Position annotation records:
* START *

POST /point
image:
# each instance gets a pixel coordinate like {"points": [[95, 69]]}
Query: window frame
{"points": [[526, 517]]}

* END *
* START *

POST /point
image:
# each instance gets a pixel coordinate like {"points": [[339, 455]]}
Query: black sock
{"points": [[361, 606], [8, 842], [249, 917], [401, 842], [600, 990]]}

* END *

◆ **GOAL**: Pull out every line of the material above that contains the string "Query". Matching is case-sensitive.

◆ **TASK OUTPUT**:
Query: window frame
Query: black sock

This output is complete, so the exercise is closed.